Flaschen


Alm-Milchhörner, 19. Jh.

Kuhhörner Schweden
 

In der Abgeschiedenheit der Alm konnte nur derjenige überleben, der mit den kargen Mitteln sorgsam umzugehen verstand. Aus Kuhhörnern stellten die alpinen Hirten bis ins 19. Jahrhundert Stillhörner her, indem sie die Spitze des Hornes absägten und durch eine perforierte Membran resp. ein Stück Stoff ersetzten - den Ludel.

 

Von der Kuh das Horn,

von der Ziege die Milch

Stolz hatte die junge Bäuerin erklärt "MEIN Kind wird MEINE Milch trinken. Wofür, zum Teufel, hat mir der liebe Gott diese prächtigen Brüste verpasst - doch nicht nur, um mein Gespons um sein bisschen Verstand zu bringen". Als sie dann bei der Entbindung starb, war für ihr Kind nicht vorgesorgt. Weit und breit gab es in dem engen Tale keine passende Amme – eine Wöchnerin im Ort brauchte ihr bisschen Milch für ihr eigenes Kind, eine andere kam als Amme nicht in Frage, weil sie eine liederliche Person war, der man sein Kind nicht anvertrauen konnte, da ihr übler Charakter unweigerlich auf den Säugling übergehen würde. Eine letzte aber hustete seit Monaten und hätte das Kind binnen Wochen mit ihrer kranken Milch umgebracht. Eine Trinkflasche aus der nächsten Stadt zu besorgen, dazu fehlte das Geld, vor allem aber fehlte die Zeit für den beschwerlichen Gang ins Tal. Da wird der Hausherr einer Kuh ein Horn abgeschnitten haben. Da wird die Grossmutter sich des armen Wurmes erbarmt haben, den Rat der Hebamme befolgt haben, die vom Gebrauch von Kuhmilch warnte und dem Kind mit dem neuen Horn Milch von Nachbars Ziege eingeflösst haben (Fiktive Szene, Innere Schweiz 1850).

Datenabschnitt —

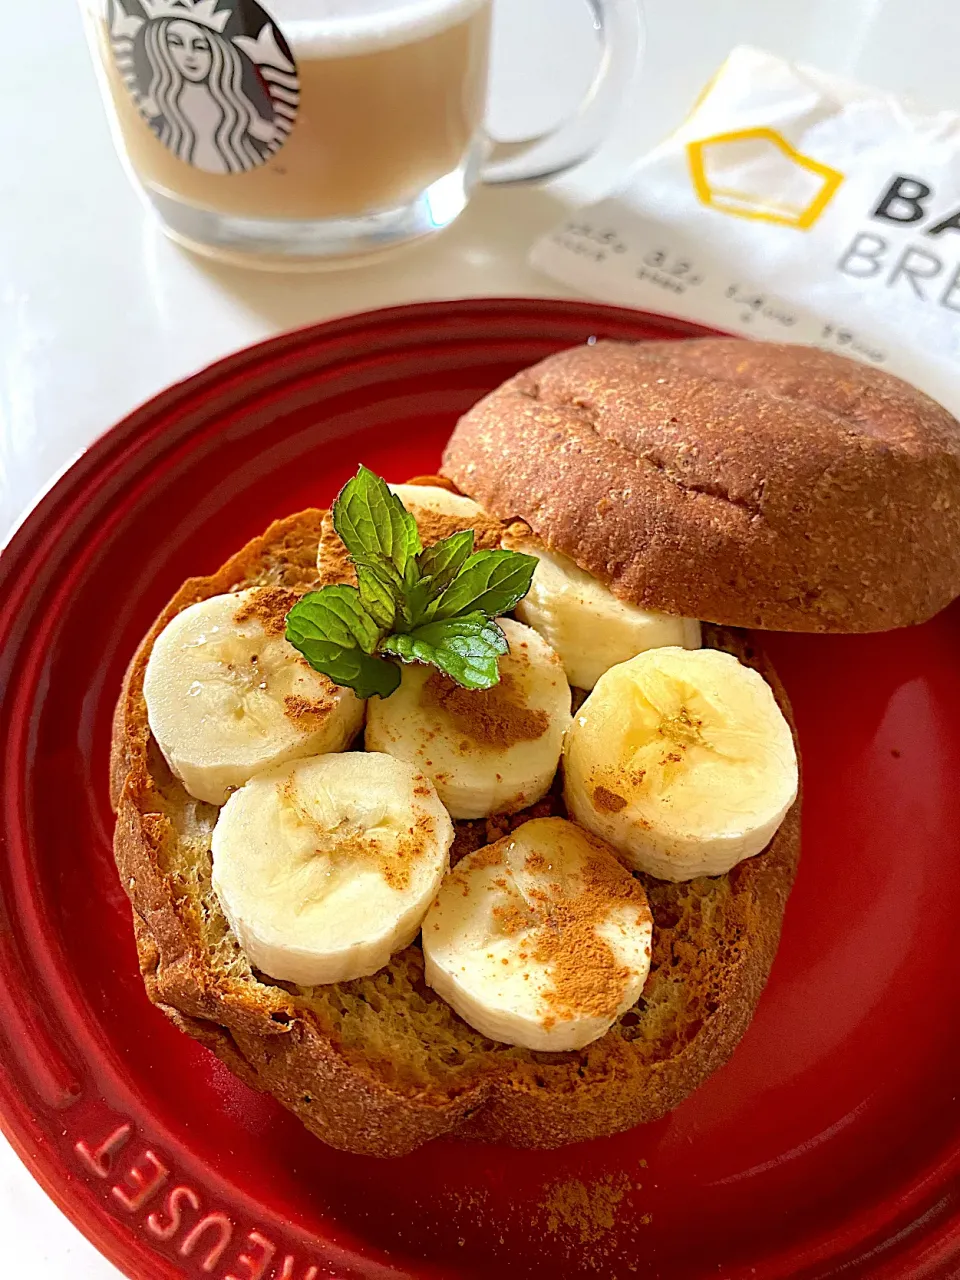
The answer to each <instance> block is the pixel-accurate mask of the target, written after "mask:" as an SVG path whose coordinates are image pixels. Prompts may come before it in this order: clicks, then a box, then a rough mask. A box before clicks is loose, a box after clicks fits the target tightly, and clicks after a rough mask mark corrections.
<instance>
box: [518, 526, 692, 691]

Gestellte Aufgabe 1 — Entnehmen Sie dem Text über Stillhörner aus Kuhhorn wortgetreu den Abschnitt von "Alm-Milchhörner, 19. Jh." bis "- den Ludel.".
Gestellte Aufgabe 2 —
Beantworten Sie zum Text über Stillhörner aus Kuhhorn folgende Fragen:
(a) Bis wann stellten die alpinen Hirten Stillhörner aus Kuhhörnern her?
(b) Wie heißt das Stück Stoff, das die abgesägte Spitze des Hornes ersetzte?
(c) Von welchem Tier stammte die Milch, die dem Kind mit dem neuen Horn eingeflößt wurde?
Gestellte Aufgabe 3 — Führen Sie den Text über Stillhörner aus Kuhhorn im Anschluss an seinen letzten Satz weiter.

Endgültige Antwort 1 —
Alm-Milchhörner, 19. Jh.

Kuhhörner Schweden
 

In der Abgeschiedenheit der Alm konnte nur derjenige überleben, der mit den kargen Mitteln sorgsam umzugehen verstand. Aus Kuhhörnern stellten die alpinen Hirten bis ins 19. Jahrhundert Stillhörner her, indem sie die Spitze des Hornes absägten und durch eine perforierte Membran resp. ein Stück Stoff ersetzten - den Ludel.

Endgültige Antwort 2 —
(a) Bis ins 19. Jahrhundert.
(b) Ludel.
(c) Von Nachbars Ziege.

Endgültige Antwort 3 —
 

Als Alm-Milchhörner werden sie im deutschsprachigen Raum bezeichnet. Dass sie auch in den französischen Alpen verbreitet waren belegt der Begriff "cornet d'alpage". In Sammlerkreisen gehören die Stillhörner zu den absoluten Raritäten – ich kenne deren zwei in einer französischen Privatsammlung (Collection Ludovic Clement), beide werden von Herrn Clement und Frau Perret, in deren Genfer Geschäft er sie erworben hat, ins 18. Jahrhundert datiert. "Mme Perret m'avait indiqué que cet objet avait été très utilisé au XIXème siècle dans les alpages valaisans lorsque les familles, enfants compris, faisaient la 'montée à l'alpe'". Warum die wallisische Bäuerin beim Almauftrieb plötzlich nicht mehr ihre eigene Brust geben konnte und auf die Hörner zurückgreifen musste, habe ich bis heute nicht verstanden. Ein weiteres Exemplar ist im Musée de Fécamp ausgestellt. Die beiden hier gezeigten Exemplare stammen aus Schweden: da sie der Händler nicht einzuordnen wusste legte er sie kurzerhand als Gratisbeigabe zu den georderten Lanzetten. Ich selber habe die Hörner jahrelang für schwedische Saugglocken gehalten, bis mir die kleinen Löcher in den Pergamentverschlüssen auffielen, die so gar nicht zu Saugglocken passen wollten ...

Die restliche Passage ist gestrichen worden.